» **Task brief**: Reproduce, word for word, the items below from the line with "Would you kindly put a point on the turquoise" through the line with "Target: pier support post", including both of those lines.

» **Data to use**:
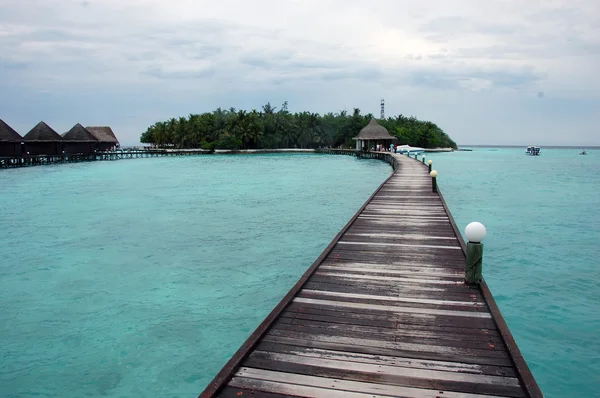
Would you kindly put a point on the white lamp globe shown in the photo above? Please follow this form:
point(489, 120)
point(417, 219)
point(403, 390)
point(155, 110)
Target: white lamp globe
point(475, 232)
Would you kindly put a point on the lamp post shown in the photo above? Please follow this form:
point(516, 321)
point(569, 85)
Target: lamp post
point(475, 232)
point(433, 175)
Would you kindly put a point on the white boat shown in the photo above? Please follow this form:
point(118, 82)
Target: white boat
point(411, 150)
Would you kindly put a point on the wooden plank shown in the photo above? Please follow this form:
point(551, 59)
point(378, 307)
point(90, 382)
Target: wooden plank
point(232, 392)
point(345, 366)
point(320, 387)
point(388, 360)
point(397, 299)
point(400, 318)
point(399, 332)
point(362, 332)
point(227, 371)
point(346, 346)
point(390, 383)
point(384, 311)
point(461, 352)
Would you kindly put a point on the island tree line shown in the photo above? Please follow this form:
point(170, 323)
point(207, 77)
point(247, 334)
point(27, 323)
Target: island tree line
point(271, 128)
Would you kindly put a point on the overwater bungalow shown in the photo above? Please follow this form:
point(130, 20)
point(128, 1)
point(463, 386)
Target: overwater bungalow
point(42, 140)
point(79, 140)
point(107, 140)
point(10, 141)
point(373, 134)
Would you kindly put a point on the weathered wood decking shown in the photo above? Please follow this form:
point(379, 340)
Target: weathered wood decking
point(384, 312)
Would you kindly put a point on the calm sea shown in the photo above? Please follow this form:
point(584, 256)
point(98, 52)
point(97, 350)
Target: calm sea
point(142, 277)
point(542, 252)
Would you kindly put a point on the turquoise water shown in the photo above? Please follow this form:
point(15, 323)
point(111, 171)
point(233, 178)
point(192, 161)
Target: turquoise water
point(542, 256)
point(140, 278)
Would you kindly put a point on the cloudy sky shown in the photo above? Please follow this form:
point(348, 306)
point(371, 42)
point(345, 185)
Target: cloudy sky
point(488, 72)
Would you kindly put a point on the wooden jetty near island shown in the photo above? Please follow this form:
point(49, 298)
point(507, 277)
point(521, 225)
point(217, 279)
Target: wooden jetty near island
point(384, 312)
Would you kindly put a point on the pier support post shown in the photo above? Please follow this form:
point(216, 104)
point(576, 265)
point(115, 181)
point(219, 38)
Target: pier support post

---

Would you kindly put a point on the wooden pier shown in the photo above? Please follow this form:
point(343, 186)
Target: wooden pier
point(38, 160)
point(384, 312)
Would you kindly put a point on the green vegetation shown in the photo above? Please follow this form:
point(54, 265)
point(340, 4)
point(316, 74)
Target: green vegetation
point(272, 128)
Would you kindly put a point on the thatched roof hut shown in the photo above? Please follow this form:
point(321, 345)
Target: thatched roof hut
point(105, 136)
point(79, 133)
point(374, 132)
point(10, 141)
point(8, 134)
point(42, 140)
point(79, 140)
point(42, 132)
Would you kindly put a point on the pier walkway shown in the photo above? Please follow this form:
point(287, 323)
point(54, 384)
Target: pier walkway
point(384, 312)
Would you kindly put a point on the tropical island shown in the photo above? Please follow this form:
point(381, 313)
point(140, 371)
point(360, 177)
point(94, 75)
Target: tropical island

--

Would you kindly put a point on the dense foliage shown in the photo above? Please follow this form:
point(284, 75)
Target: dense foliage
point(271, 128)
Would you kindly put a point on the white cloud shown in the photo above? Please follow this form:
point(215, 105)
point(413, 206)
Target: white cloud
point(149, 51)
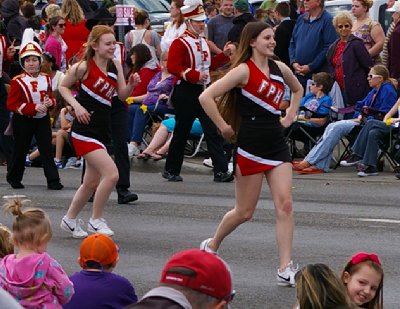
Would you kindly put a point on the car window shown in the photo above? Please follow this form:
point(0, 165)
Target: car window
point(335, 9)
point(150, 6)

» **Exercise response**:
Would you kindly put a point on the turquoise water shown in the photo above? Please follow this form:
point(15, 323)
point(111, 171)
point(233, 178)
point(192, 161)
Target: turquoise water
point(542, 256)
point(140, 278)
Would you kindly put a point on the cloudy sky shown in the photo above? Please follow this form:
point(348, 306)
point(371, 42)
point(345, 185)
Target: cloudy sky
point(488, 72)
Would you kindly put a point on the wooden jetty near island shown in the photo above? Please follow this form:
point(49, 298)
point(507, 277)
point(521, 225)
point(217, 279)
Target: wooden jetty near island
point(384, 312)
Would you kindly put a point on the pier support post shown in the photo above? Please follow this form:
point(216, 104)
point(576, 265)
point(115, 181)
point(219, 38)
Target: pier support post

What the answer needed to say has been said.